*The task*
Please return every record exactly, with no pictures included.

=======

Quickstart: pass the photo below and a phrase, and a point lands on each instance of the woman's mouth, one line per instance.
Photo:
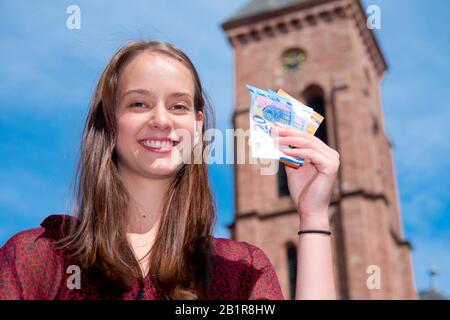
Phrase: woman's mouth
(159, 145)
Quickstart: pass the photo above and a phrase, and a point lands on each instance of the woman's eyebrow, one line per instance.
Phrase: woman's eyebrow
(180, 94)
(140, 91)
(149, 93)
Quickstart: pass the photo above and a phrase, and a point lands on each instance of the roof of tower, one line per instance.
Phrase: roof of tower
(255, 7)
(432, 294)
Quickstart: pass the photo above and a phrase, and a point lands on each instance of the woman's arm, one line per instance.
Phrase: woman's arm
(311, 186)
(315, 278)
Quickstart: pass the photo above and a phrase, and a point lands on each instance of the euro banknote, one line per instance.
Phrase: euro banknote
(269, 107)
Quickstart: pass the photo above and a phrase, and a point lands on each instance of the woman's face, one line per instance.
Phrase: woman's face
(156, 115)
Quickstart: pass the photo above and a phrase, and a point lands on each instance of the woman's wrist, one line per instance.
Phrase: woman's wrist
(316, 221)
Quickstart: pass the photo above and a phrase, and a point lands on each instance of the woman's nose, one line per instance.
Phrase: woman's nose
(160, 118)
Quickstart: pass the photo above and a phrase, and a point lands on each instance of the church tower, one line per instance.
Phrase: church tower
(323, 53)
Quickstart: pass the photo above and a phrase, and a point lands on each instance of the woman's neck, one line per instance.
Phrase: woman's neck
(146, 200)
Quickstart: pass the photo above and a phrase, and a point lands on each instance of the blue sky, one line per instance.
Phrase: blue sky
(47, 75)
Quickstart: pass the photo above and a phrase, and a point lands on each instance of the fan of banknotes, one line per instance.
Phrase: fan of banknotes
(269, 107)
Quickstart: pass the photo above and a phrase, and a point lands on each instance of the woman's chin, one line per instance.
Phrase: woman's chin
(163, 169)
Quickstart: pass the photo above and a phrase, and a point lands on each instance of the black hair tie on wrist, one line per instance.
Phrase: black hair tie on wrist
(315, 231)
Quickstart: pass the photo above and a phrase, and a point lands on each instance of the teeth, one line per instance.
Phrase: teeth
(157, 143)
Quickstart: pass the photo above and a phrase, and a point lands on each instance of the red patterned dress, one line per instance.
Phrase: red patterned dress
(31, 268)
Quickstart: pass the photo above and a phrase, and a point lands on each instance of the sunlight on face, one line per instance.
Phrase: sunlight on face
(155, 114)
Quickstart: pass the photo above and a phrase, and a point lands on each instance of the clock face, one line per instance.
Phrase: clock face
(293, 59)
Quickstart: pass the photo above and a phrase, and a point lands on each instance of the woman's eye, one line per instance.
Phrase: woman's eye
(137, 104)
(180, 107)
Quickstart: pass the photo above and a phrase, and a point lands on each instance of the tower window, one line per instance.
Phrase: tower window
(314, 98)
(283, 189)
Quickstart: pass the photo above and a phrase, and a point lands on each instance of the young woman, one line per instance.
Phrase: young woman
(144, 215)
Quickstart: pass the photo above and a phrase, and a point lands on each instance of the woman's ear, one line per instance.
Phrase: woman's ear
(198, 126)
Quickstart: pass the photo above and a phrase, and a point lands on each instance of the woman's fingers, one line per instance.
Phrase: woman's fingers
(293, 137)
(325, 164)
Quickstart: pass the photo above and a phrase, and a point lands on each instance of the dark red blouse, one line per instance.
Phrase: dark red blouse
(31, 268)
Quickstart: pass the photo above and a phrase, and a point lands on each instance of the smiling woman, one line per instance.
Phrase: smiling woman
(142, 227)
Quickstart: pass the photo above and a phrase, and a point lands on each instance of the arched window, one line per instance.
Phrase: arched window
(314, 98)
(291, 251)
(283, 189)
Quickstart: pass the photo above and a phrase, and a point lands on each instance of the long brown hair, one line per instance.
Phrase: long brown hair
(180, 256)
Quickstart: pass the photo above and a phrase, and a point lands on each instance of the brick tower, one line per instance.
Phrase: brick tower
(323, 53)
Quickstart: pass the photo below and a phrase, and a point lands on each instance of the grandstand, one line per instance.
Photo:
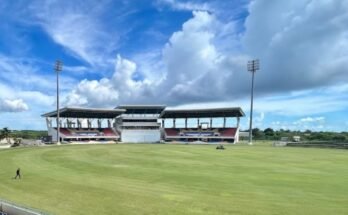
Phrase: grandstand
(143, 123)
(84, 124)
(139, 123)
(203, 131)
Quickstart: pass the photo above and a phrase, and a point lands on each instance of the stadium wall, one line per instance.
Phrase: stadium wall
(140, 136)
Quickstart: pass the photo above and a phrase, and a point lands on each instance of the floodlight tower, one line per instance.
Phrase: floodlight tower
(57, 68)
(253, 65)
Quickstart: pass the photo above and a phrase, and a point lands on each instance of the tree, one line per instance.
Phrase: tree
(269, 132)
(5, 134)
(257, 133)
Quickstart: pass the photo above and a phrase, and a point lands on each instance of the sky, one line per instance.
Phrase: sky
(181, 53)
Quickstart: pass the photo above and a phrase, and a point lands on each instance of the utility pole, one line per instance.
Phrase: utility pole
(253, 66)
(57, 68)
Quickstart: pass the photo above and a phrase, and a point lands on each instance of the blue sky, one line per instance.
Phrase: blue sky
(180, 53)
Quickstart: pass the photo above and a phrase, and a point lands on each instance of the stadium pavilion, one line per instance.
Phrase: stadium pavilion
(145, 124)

=======

*Exercise solution*
Quickstart: pass the photo below and a phrase, and a point lands on each instance of the woman's mouth, one line per instance.
Photo:
Phrase: woman's mouth
(159, 145)
Quickstart: pass the photo above and a phrase, and a point lands on each instance of the woman's eyebrow, one line per instance.
Phrase: woman's eyebrow
(180, 94)
(140, 91)
(149, 93)
Quickstart: pass the photo above and a phrase, and a point lands on each instance of the roof of tower, one line per instance.
Phrase: roof of tower
(255, 7)
(432, 294)
Quickstart: pass the photo above and a phrase, and a point lands on each instance of the woman's arm, one line per instance.
Phrase: woman's arm
(311, 186)
(315, 278)
Quickstart: pass the photo above and a phrase, and a point lands on each instance of the euro banknote, one line per instance.
Phrase: euro banknote
(269, 107)
Quickstart: pass the photo above and a phrase, and a point lands on each instance of the woman's face, one line per instance.
Phrase: woman's face
(156, 115)
Quickstart: pass the photo above and a phrase, and a point lands on each instance of the woman's wrist, one line per instance.
Phrase: woman's wrist
(316, 221)
Quickstart: pass the photo above and a phrase, and a point lands on each instance of the woman's nose, one line per instance.
Phrase: woman's nose
(160, 118)
Quickstart: pass the photo above and a phrase, and a point lands on each instance of the church tower, one line per instance.
Phrase: church tower
(323, 53)
Quickstart: pass the photo above and a phrase, and a point lands on each instance of the woman's neck, one line per instance.
Phrase: woman's neck
(146, 200)
Quickstart: pass the photo above and a phrase, and a point lands on each instance of the blue sky, one line per instance.
Phrase: blue sky
(47, 75)
Quickstart: pass the photo above and a phrase, and a point lands on each instance of the fan of banknotes, one line per instance.
Phrase: fan of banknotes
(269, 107)
Quickstart: pass the photo above and a phrase, and a point lands on each instance of the woman's chin, one line per instance.
Phrase: woman's chin
(163, 169)
Quickstart: pass the photo above and a phrase, and a point lands on each instance of the black hair tie on wrist, one line per instance.
Phrase: black hair tie on wrist
(315, 231)
Quickstart: pass the photo above and a phrase, and a point lands on each instance of the teeth, one line per instance.
Phrase: teeth
(157, 143)
Quickstart: pass the photo above and a phrase, and a point lands on each instance of the red patterned dress, one line per instance.
Phrase: red patterned dress
(31, 268)
Quickstart: pass the photo above and a phrase, and a point lands on each instance of the sunlight on face, one line per instance.
Phrase: sunlight on face
(155, 114)
Quickstart: pass the photo above and a phrase, and a point lands on each instance of the clock face, one line per instance.
Phrase: clock face
(293, 59)
Quickstart: pass the photo above and a phrase, and a point lands on each instance of the woman's eye, one line per instance.
Phrase: woman's eye
(137, 104)
(180, 107)
Quickstart: pass the photo above and a phrase, and a point lands on each instance of the tower window, one line per instance.
Phrase: tower window
(314, 98)
(283, 189)
Quickstart: pass the photo above and a phrase, and a point lands on each instance of the young woman, one line per instance.
Phrase: young woman
(144, 215)
Quickstart: pass the photo above and a phrase, and a point lands on each instance of the woman's ear, one line per instance.
Phrase: woman's ear
(198, 126)
Quickstart: pass the photo above and a phrase, and a point lands on each instance of the woman's fingers, one line per instance.
Phrase: woman's fingers
(293, 137)
(325, 164)
Quickstart: pass the photo above and a phrase, and a point lands on each instance of the dark red blouse, one line per instance.
Phrase: dark red blouse
(31, 268)
Quickstart: pass the photo above and a phrase, and a point lands on each instance of the smiling woman, one line per instance.
Phrase: smiling woman
(142, 227)
Quickstart: pass the photo above and a phrase, and a point lands on each instance of the arched window, one line per instance.
Phrase: arched window
(314, 98)
(291, 251)
(283, 189)
Quickstart: pass the photo above and a phrase, and a point lands on each instance of the long brown hair, one line per instance.
Phrase: long brown hair
(180, 256)
Quickstart: pass the photo above and a phrase, and a point lands on each instance of the brick tower, one line per instance.
Phrase: brick tower
(323, 53)
Quickstart: pass the photo below and a phrase, and a point lands on each instance of the grandstand, one line per instance.
Photo:
Phrase: grandstand
(143, 123)
(84, 124)
(139, 123)
(203, 131)
Quickstart: pass the photo above and a phrase, and a point lands on each instance of the stadium wall, one line per instance.
Phrase: stadium wall
(140, 136)
Quickstart: pass the photo above and a phrase, and a point lands on each instance of the floodlight tower, one line per instance.
Phrase: floodlight tower
(57, 68)
(253, 65)
Quickstart: pass the photo above and a phrase, and a point lands on each instance of the tree, one line per instance.
Phrase: tree
(269, 132)
(5, 134)
(257, 133)
Quickstart: pass the photo above and a phrase, and a point lands on each instance of the sky, one line per instance.
Phrase: sky
(181, 53)
Quickstart: pass the photo above and a phrase, and a point lands on each instance of the utility pole, one line per instance.
Phrase: utility pole
(253, 66)
(57, 68)
Quickstart: pass the photo above and a phrase, and a point lands on each instance of the blue sky, one line per instance.
Phrase: blue sky
(180, 53)
Quickstart: pass the photo above and a phrase, and a point lands on each instance of the stadium pavilion, one line per instance.
Phrase: stadium pavilion
(145, 124)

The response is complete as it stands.